INPUT ROWS.
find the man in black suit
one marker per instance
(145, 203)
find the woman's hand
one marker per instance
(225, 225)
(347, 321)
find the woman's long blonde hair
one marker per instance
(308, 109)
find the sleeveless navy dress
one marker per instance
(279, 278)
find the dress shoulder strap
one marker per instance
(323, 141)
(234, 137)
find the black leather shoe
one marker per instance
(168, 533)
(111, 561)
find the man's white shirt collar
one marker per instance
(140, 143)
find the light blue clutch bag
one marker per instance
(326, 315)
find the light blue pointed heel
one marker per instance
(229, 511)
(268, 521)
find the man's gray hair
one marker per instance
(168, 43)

==

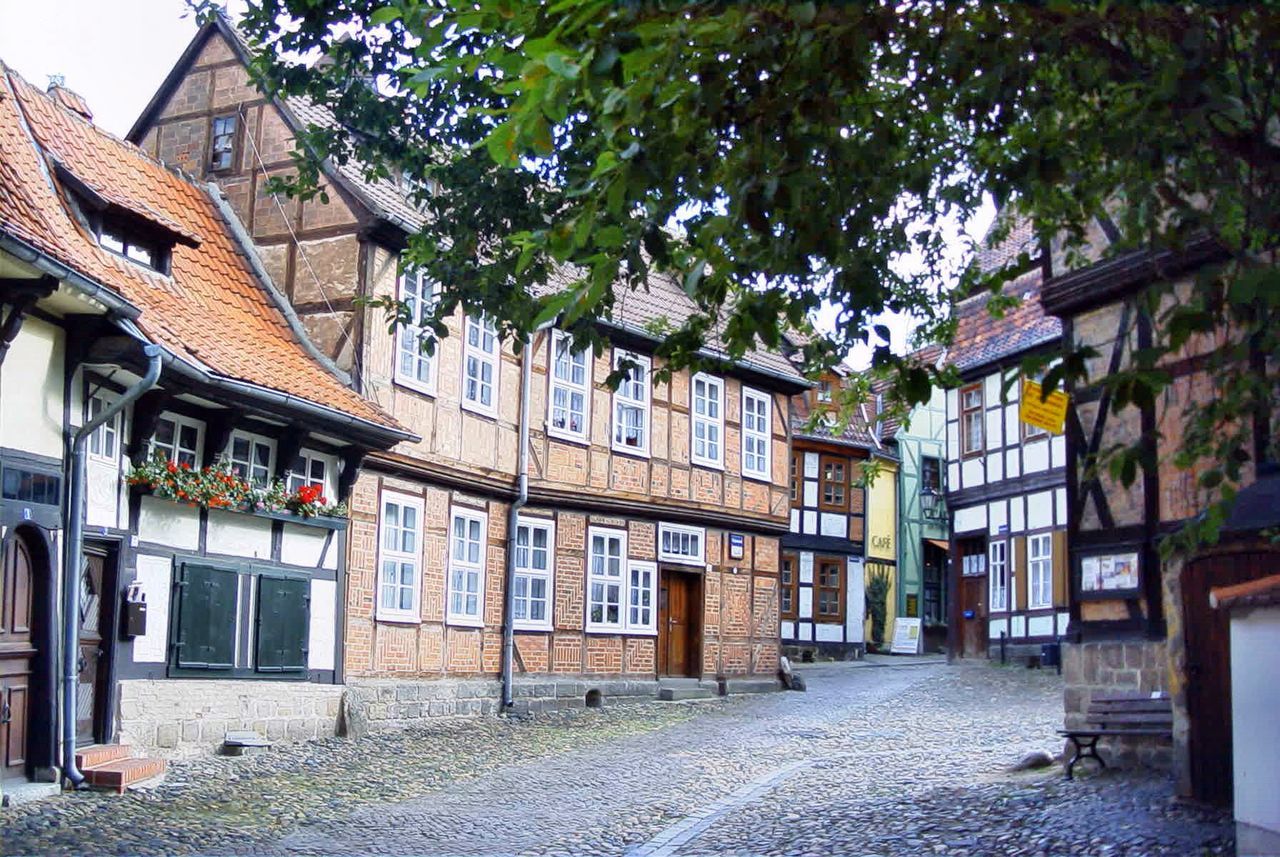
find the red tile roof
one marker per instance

...

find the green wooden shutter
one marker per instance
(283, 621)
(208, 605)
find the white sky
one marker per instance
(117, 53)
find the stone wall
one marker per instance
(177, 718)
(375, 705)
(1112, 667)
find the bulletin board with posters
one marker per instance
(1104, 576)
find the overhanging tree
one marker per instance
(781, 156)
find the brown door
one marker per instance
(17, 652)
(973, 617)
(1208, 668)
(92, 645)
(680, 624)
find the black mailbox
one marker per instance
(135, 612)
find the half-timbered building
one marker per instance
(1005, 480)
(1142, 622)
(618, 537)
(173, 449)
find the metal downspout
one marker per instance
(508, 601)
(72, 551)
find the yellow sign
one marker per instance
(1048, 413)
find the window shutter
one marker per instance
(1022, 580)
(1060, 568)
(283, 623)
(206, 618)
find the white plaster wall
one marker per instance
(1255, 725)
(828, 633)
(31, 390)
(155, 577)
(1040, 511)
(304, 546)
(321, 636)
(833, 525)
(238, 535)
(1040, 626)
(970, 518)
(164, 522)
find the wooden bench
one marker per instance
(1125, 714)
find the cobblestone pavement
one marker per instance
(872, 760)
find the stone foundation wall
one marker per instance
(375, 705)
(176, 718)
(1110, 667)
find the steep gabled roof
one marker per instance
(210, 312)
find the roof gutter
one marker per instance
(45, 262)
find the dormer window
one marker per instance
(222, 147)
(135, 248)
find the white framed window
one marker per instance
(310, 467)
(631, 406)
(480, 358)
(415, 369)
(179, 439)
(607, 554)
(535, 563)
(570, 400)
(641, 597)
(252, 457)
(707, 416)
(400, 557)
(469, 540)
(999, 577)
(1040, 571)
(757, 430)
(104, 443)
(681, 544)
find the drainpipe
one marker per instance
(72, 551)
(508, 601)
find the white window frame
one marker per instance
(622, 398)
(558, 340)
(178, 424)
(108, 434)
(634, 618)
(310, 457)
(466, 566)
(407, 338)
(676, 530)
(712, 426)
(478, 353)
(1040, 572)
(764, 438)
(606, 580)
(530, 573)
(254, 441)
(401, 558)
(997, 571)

WHAT TO PRODUCE. How many lines in the records above contain the word "shutter"? Give only the number.

ANSWER TO THIS EXERCISE. 2